WHAT TO DO —
A. Duplicate the stretch from "When it comes" through "and hospital-provider-payer alignment." in the text on health care costs, word for word.
B. Translate this sentence from the text on health care costs into Spanish: "As a result, astute leaders are reassessing options and determining new strategies to financially thrive."

GIVEN TEXT —
When it comes to change, it’s the nature of human beings and the organizations they run to choose the path of familiarity and least resistance. This path can be problematic as we’re required to adapt, innovate and seek new solutions in an evolving world.
At nearly 18 percent of gross domestic product (and rising), U.S. health care expenditures are the highest in the world. Further, according to an annual survey by the American College of Healthcare Executives (ACHE), financial challenges ranked No. 1 on the list of hospital CEOs’ top concerns in 2013, followed closely by healthcare reform implementation—chiefly reducing operating and supply chain costs and hospital-provider-payer alignment.
The challenge of managing costs and staying profitable in health care didn’t arise overnight; it’s an ongoing problem exacerbated by decades of ingrained practices and cultural mindsets. Countless factors also impede the financial viability of hospitals and health systems: declining reimbursement rates, Medicaid cuts, inflation, stagnant wages for providers, rising costs and payment reform.
Amidst this current era of rapid change in health care, hospitals — and orthopedic departments in particular — are a perfect example of maintaining the status quo from an organizational perspective. By using payment and care delivery models and practices that far predate them, health care leaders may inadvertently hinder their organization’s growth, profitability, and future relevancy.
As a result, astute leaders are reassessing options and determining new strategies to financially thrive. Fortunately, many new financial reimbursement solutions have been introduced to address health care’s evolving needs, including shared savings models as one such solution.

EXTRACTED ENTRIES —

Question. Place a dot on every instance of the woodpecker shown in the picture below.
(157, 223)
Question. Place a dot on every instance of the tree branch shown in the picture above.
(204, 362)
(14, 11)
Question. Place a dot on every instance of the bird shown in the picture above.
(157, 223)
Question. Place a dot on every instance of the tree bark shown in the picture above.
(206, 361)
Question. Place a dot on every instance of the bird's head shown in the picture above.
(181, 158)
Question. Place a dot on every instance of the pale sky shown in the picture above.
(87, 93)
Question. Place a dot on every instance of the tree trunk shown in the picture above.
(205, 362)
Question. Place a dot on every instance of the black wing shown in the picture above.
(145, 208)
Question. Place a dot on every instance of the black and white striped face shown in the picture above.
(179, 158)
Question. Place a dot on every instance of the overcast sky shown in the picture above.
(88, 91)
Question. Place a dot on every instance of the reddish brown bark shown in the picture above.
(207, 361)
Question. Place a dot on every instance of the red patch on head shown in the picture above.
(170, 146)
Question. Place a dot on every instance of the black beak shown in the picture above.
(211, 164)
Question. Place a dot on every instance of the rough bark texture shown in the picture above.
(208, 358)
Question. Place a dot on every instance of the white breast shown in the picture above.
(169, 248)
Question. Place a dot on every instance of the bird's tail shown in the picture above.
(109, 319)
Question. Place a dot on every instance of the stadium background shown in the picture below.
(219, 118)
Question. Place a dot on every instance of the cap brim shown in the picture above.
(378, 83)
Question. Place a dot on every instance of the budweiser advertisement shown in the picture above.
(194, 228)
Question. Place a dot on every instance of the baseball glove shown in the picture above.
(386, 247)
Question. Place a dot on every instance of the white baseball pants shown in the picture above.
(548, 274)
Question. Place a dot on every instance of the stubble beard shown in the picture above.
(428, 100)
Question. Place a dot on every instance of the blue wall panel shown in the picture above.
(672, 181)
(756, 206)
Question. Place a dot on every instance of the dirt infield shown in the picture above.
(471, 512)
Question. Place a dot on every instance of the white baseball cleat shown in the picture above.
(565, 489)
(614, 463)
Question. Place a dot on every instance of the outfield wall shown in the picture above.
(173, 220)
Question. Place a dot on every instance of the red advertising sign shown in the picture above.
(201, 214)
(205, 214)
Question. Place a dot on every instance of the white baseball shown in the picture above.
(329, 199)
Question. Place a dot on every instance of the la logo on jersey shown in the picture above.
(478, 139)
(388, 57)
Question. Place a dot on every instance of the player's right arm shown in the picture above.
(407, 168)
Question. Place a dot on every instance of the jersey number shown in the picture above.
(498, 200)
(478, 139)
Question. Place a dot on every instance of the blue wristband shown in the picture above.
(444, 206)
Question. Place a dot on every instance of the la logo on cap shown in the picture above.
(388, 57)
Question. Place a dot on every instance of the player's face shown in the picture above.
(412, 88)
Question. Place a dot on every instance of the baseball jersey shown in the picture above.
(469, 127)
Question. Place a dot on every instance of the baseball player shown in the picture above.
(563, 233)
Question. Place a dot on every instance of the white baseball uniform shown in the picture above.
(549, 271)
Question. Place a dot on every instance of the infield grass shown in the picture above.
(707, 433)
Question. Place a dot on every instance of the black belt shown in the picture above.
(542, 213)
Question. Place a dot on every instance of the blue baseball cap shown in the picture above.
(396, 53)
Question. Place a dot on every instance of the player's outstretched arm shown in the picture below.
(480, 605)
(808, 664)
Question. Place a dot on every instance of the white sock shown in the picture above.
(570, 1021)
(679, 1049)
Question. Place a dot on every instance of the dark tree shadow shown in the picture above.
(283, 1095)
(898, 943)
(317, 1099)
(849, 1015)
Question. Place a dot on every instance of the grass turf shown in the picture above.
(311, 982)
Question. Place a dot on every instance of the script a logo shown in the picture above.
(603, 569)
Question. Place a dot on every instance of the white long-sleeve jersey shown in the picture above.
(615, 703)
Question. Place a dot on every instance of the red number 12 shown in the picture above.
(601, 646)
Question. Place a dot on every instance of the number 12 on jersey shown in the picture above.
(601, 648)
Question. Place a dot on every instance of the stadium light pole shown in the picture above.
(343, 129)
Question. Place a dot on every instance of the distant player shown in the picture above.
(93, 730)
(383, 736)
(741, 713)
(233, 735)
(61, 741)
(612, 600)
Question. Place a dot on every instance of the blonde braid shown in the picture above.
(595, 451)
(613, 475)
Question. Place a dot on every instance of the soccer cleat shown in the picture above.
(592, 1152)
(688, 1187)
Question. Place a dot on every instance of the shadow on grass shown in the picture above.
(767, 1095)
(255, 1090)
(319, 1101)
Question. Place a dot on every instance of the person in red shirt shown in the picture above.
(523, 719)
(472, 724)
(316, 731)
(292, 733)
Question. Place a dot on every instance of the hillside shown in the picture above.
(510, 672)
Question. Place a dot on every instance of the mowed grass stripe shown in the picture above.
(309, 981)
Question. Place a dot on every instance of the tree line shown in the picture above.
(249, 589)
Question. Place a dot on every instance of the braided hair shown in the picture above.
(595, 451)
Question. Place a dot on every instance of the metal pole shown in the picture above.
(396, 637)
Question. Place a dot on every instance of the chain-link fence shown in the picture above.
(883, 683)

ANSWERS TO THE TASKS —
A.
When it comes to change, it’s the nature of human beings and the organizations they run to choose the path of familiarity and least resistance. This path can be problematic as we’re required to adapt, innovate and seek new solutions in an evolving world.
At nearly 18 percent of gross domestic product (and rising), U.S. health care expenditures are the highest in the world. Further, according to an annual survey by the American College of Healthcare Executives (ACHE), financial challenges ranked No. 1 on the list of hospital CEOs’ top concerns in 2013, followed closely by healthcare reform implementation—chiefly reducing operating and supply chain costs and hospital-provider-payer alignment.

B. Como resultado, los líderes perspicaces están reevaluando sus opciones y determinando nuevas estrategias para prosperar financieramente.